▶ **Directions**
Could you reproduce every one of the lines below word for word, leaving out the picture?

▶ **Working data**
▼

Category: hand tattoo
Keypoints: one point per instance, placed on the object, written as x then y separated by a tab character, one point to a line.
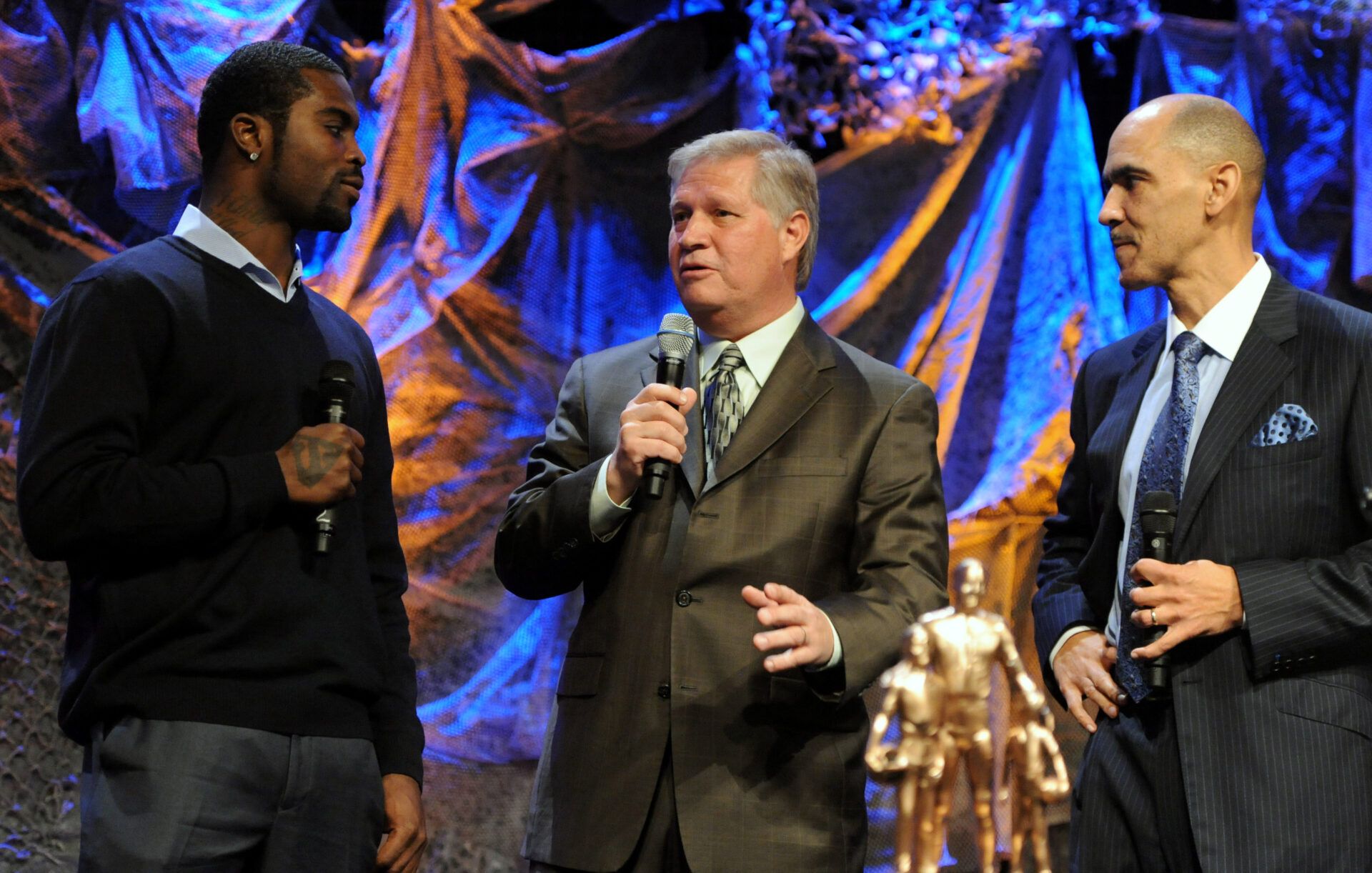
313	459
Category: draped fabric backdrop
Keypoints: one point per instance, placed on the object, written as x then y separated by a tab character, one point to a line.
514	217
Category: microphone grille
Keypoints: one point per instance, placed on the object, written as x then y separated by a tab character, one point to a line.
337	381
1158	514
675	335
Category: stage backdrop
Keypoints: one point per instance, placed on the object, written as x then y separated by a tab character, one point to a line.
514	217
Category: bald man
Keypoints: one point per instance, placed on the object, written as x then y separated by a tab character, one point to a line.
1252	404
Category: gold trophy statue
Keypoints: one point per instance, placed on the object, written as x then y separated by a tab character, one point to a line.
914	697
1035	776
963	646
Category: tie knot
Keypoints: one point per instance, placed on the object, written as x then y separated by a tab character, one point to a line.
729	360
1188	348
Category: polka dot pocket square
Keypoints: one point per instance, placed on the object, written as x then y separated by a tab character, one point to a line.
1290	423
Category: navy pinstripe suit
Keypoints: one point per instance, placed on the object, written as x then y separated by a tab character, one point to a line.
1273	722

▲

▶ **Expected answer**
Category: hand tattoo
Keypoints: one point per instance, placed on the object, written as x then y separated by a tab character, one point to a line.
313	459
Category: draped fabric backdrop
Keypoints: one point per instance, placed on the object, written as x then y separated by a tab character, one point to a line.
514	217
Category: microphone grille
Keypoints: one point per instance, placed on the object, written as x then y separated by a tab character, one point to a line.
337	381
1158	514
675	335
Category: stage backdrop
Keypoints: one point per instance, placed on the object, written as x then y separated by a tab character, one point to a line.
514	217
Category: bald man
Keypoints: one point per instance, placed on the object, written as x then y separated by a tab character, one point to a line.
1252	404
Category: gold trophy statue
Keypoints: one point per instance, placed on the object, written as x then y separated by a tab character, one point to a line.
914	697
1035	776
963	646
Category: tie knot
Keypoints: one point per instance, placed on the object, written as x then y separated by a tab character, one point to a line.
729	360
1188	348
Category: polka dot pocket square
Keypoints: one point per instance, placed on the object, written as x then y separated by a tab character, one point to a line.
1290	423
Category: navy pinstripe suit
Keypoints: one point per instance, placed on the object, written as x then y separated by a tab character, one point to a line.
1273	722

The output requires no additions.